SOURCE DATA below:

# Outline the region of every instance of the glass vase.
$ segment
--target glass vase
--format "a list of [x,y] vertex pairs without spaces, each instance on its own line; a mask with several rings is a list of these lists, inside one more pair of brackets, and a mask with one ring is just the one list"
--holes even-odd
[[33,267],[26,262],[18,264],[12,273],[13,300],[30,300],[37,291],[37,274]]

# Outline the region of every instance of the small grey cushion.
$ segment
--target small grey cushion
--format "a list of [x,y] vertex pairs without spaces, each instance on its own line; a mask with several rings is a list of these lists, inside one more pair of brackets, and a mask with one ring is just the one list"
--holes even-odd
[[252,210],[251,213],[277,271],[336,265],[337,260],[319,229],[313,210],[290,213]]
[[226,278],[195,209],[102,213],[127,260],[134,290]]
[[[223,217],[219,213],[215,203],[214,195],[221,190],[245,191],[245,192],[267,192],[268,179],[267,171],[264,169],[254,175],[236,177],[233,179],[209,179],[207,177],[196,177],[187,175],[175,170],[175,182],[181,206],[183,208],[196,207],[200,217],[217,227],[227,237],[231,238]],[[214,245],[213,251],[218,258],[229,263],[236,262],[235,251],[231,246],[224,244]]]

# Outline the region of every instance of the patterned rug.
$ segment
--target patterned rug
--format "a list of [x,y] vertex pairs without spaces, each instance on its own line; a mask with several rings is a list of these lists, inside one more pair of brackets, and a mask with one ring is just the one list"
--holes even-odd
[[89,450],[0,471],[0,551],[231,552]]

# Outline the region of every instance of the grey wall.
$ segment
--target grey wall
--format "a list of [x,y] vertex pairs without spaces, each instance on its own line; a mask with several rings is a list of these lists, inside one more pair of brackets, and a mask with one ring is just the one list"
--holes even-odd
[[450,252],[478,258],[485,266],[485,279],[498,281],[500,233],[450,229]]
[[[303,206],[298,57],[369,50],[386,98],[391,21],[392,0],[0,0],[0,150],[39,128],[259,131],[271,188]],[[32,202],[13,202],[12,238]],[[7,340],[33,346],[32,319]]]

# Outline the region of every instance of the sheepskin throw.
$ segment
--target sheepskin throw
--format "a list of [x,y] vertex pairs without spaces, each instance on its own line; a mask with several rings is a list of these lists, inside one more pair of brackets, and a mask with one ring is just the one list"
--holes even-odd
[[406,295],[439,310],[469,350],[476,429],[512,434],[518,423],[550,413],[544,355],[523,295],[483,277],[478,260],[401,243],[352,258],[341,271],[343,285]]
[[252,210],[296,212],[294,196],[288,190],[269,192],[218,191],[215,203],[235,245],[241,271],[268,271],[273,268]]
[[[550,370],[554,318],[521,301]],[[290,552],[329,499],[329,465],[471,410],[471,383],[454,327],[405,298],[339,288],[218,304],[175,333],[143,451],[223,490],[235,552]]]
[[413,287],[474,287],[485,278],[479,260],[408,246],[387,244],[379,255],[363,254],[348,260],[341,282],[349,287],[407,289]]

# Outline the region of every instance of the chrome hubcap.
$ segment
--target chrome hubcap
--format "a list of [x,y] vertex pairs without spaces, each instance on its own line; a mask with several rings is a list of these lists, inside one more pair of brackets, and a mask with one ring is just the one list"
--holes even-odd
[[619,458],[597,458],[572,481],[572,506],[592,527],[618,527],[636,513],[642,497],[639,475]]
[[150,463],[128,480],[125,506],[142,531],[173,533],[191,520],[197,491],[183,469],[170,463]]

End of SOURCE DATA.

__TASK TO COMPLETE__
Please go over the data above and copy each line with "chrome" in it.

__COMPLETED EXERCISE__
# Outline the region of every instance of the chrome hubcap.
--target chrome hubcap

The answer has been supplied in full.